#### Material shown:
────
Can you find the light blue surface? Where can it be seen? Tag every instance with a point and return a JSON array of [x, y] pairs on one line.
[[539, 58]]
────
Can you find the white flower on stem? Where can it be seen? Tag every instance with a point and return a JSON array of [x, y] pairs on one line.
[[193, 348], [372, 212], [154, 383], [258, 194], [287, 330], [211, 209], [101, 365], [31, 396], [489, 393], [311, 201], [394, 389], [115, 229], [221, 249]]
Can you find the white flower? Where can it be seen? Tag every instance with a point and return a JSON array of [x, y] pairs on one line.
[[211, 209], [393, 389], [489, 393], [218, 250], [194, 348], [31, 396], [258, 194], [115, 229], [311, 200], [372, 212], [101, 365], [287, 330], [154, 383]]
────
#### Objective:
Recast the lines as a numbered list with blank lines omitted, starting at the line that contains "Can you find the white flower?" and stopping after the line that contains "330], [154, 383]]".

#### Response to the exercise:
1. Can you find the white flower? Where can it be seen? Tag every instance with a point and return a JSON array of [x, y] pairs on one line.
2. [[211, 209], [393, 389], [489, 393], [218, 250], [194, 348], [31, 396], [258, 194], [115, 229], [311, 200], [372, 212], [101, 365], [287, 330], [154, 383]]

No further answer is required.